##### PROVIDED MATERIAL #####

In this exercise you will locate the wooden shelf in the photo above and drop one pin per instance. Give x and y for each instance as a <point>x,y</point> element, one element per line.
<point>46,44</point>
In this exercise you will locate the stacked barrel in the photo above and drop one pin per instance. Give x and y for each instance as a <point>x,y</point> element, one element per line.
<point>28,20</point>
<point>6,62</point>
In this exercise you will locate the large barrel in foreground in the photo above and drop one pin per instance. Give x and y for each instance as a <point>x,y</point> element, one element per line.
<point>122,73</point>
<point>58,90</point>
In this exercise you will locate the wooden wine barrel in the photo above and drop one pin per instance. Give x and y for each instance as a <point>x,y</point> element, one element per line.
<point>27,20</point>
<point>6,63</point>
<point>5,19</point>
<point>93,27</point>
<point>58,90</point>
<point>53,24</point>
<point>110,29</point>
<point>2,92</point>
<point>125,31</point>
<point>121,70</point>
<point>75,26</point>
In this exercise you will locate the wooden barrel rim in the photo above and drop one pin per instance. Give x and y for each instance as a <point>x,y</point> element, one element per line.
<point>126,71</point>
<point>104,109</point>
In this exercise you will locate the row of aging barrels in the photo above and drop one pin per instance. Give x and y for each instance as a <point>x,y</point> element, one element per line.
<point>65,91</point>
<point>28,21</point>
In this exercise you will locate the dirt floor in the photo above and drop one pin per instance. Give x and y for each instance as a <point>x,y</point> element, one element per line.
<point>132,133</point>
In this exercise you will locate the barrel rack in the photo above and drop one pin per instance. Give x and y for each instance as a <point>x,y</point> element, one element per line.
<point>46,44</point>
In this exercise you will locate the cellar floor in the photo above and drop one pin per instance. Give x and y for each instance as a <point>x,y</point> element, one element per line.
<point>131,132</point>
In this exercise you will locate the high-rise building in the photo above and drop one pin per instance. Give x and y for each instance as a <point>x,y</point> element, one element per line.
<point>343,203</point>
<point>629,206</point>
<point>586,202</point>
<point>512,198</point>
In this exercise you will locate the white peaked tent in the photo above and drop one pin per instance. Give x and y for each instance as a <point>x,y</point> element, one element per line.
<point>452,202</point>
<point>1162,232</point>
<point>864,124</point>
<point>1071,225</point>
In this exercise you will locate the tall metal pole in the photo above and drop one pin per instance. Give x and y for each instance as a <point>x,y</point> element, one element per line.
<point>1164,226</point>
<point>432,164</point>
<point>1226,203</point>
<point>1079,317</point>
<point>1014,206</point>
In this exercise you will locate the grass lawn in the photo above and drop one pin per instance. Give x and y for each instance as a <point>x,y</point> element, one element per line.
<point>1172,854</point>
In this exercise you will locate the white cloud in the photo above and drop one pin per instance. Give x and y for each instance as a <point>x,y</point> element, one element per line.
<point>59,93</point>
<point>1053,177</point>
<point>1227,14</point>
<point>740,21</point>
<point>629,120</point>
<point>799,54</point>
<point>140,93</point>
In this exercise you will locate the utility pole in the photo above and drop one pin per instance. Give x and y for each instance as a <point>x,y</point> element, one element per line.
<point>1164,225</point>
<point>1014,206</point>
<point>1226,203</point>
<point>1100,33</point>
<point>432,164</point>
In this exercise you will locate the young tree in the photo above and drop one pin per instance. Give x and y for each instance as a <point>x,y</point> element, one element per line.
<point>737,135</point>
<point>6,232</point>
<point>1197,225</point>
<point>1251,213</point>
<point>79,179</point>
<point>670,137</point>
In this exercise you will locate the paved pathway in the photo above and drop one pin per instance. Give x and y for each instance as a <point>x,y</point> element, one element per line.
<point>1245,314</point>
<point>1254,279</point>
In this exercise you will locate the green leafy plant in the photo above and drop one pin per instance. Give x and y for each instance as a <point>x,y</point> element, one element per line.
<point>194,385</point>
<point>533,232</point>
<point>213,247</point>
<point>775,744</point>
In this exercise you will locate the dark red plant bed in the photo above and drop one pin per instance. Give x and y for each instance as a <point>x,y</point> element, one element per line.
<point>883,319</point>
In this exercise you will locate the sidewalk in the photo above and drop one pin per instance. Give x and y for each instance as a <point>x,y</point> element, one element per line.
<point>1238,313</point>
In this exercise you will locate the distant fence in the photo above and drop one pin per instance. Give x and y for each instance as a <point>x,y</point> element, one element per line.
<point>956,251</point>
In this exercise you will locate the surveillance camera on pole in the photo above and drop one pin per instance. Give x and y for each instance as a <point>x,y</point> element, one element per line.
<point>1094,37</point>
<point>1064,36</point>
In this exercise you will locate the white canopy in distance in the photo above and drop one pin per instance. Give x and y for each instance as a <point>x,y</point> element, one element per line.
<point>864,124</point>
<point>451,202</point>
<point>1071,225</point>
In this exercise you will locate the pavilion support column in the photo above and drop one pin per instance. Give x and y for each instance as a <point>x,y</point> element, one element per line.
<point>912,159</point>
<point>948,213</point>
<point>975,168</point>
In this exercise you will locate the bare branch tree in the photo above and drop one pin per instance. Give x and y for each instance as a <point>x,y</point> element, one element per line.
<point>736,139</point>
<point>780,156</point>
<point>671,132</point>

#####

Copy all of the data above word for word, with every line unchanged and in the same order.

In this exercise you will locate the wooden shelf in the photo above and drop one pin per instance. Give x and y for each instance as a <point>x,y</point> element, one element per line.
<point>46,44</point>
In this exercise you will locate the stacked barrel in the photo above and drop one pin per instance. Give x and y for each instance as a <point>x,y</point> element, one element per line.
<point>28,20</point>
<point>6,62</point>
In this exercise you will locate the large barrel in foreground in the photo above and drop one pin per instance. Give x and y for each instance as a <point>x,y</point> element, one element per line.
<point>122,73</point>
<point>58,90</point>
In this exercise you will locate the wooden wine barrel in the photo above and drop one pin per instance. Give x and y for each instance as a <point>x,y</point> element, one element per line.
<point>27,20</point>
<point>6,63</point>
<point>5,19</point>
<point>93,27</point>
<point>58,90</point>
<point>53,24</point>
<point>110,29</point>
<point>2,92</point>
<point>125,31</point>
<point>121,70</point>
<point>75,26</point>
In this exercise you will locate the wooden barrel rim in the photo above and drop one pin per instance. Give x and y for each instance as a <point>x,y</point> element, one element per line.
<point>126,71</point>
<point>104,109</point>
In this exercise you will locate the row of aging barrels in the photo above and drop one pin per instance. Give x and y for each instance as a <point>x,y</point> element, one element per line.
<point>65,91</point>
<point>28,21</point>
In this exercise you will locate the dirt floor in the photo above and drop one pin per instance. Give x and y for each instance as a <point>x,y</point> element, one element per line.
<point>132,133</point>
In this exercise you will locate the barrel rack in the photo above and drop one pin per instance. Give x and y for each instance as a <point>x,y</point> element, one element per line.
<point>46,44</point>
In this exercise you will locate the cellar floor in the photo above and drop one pin per instance. Give x and y for each instance as a <point>x,y</point> element, one element per line.
<point>131,132</point>
In this exercise you will locate the high-rise building in the photo above and drop one pin per instance. Give x and y for each instance as a <point>x,y</point> element, one element per line.
<point>343,203</point>
<point>629,206</point>
<point>586,202</point>
<point>512,198</point>
In this exercise you will locate the white peaked tent in the photo above and drop one pin per instance. Give x and y for each instance as a <point>x,y</point> element, one element per line.
<point>452,202</point>
<point>1162,232</point>
<point>864,124</point>
<point>1071,225</point>
In this exercise you will locate the tall metal pole in the photo above and drop one pin per instance. Give x and y for each instance as a <point>x,y</point> element, one element per line.
<point>1164,226</point>
<point>432,164</point>
<point>1226,203</point>
<point>1079,317</point>
<point>1014,206</point>
In this exercise you will locate the grass lawn in the photo above and drop one pin per instance. Give x and y for each instance as a <point>x,y</point> element, one element per line.
<point>1172,854</point>
In this exercise you will locate the white cloud in the photo above and drop one pin per instance. Give x and y for each instance as a <point>x,y</point> element, one element per line.
<point>59,93</point>
<point>1053,177</point>
<point>1227,14</point>
<point>740,21</point>
<point>629,120</point>
<point>799,54</point>
<point>140,93</point>
In this exercise you will locate the utility pole in the photo above and drop one pin per instance. Give x and y for each instance as a <point>x,y</point> element, one element per line.
<point>1164,225</point>
<point>1014,206</point>
<point>1226,203</point>
<point>1100,33</point>
<point>432,164</point>
In this exercise you will locate the young tree in the photo above and drop one pin per instance. Give x and y for each instance as a <point>x,y</point> element, one element per line.
<point>737,135</point>
<point>6,232</point>
<point>1197,225</point>
<point>1251,213</point>
<point>79,179</point>
<point>670,137</point>
In this exercise you will locate the paved pathway in the photo above and drop one pin per instance. Give x and y for each instance as a <point>x,y</point> element, one element per line.
<point>1245,314</point>
<point>1254,279</point>
In this exercise you will locate the green leafy plant in the photo above and drop one pin per instance. Give x and y for each instance as a <point>x,y</point> element, one element per line.
<point>194,385</point>
<point>533,232</point>
<point>213,247</point>
<point>775,744</point>
In this exercise you will locate the dark red plant bed in the photo above and drop one pin per instance. Give x and y for each instance as a <point>x,y</point> element, one element per line.
<point>883,319</point>
In this exercise you will locate the sidewalk in the photo above and drop one pin per instance. Give x and y for each instance as a <point>x,y</point> element, one element per line.
<point>1238,313</point>
In this exercise you will locate the distant fence in the photo above and drop one pin per instance. Give x and y for each instance as a <point>x,y</point> element, one element per line.
<point>956,251</point>
In this exercise you will locate the surveillance camera on pole in the photo above and drop one pin per instance. Give x and y for each instance as a <point>x,y</point> element, one element per line.
<point>1094,37</point>
<point>1064,36</point>
In this exercise you will locate the white canopy in distance in the photo above and drop one pin per instance. Give x and y for each instance as a <point>x,y</point> element, one element per line.
<point>864,124</point>
<point>451,202</point>
<point>1071,225</point>
In this exercise you will locate the pavilion support column in the photo above and drop one pin per instance. Give x and y for each instance as a <point>x,y</point> element, one element per line.
<point>912,159</point>
<point>948,213</point>
<point>975,168</point>
In this exercise you will locate the bare branch tree in the photo above and drop one pin per instance. Give x and y for each instance as a <point>x,y</point> element, one element per line.
<point>736,139</point>
<point>780,156</point>
<point>671,132</point>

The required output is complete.